*Natural language region descriptions*
##########

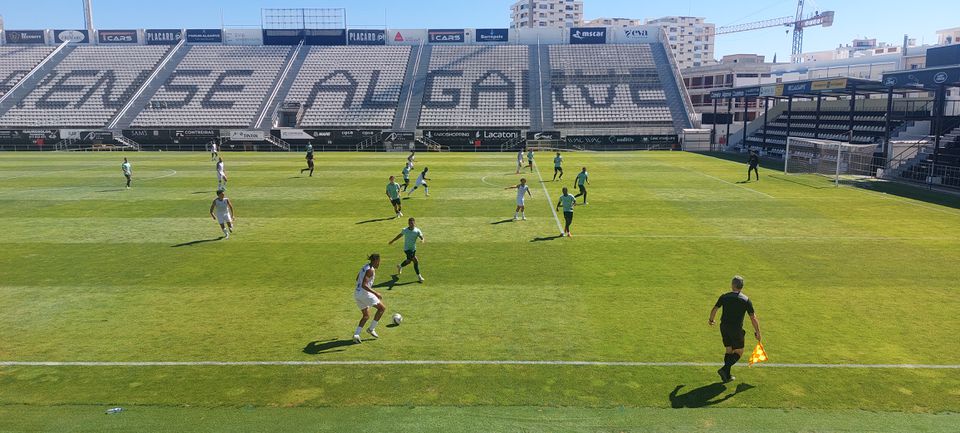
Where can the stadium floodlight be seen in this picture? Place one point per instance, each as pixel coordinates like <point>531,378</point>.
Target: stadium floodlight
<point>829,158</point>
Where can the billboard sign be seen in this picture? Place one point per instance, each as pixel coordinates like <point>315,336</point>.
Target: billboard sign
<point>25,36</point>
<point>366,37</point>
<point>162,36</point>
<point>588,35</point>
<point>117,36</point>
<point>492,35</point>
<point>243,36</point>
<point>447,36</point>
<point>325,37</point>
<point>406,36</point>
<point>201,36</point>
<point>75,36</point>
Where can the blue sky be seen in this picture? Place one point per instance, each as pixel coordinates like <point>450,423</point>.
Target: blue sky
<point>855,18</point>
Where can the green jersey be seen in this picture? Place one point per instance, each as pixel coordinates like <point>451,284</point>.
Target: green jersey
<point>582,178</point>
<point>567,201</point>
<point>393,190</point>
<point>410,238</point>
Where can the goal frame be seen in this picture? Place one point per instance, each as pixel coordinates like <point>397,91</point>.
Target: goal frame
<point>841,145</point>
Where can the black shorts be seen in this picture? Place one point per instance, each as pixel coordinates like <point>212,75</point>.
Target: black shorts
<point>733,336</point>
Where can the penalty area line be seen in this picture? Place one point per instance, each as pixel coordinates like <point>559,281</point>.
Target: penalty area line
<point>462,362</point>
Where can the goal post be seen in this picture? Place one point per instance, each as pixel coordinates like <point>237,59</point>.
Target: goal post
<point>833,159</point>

##########

*WORK REQUEST*
Give an exact reproduction of the lines from the one with "Where can the goal post" to the final line of the entries, including both.

*RESPONSE FOR THIS EXERCISE*
Where can the goal post be seen in this picture? Place one point per instance, each as pixel coordinates like <point>237,59</point>.
Target: goal post
<point>833,159</point>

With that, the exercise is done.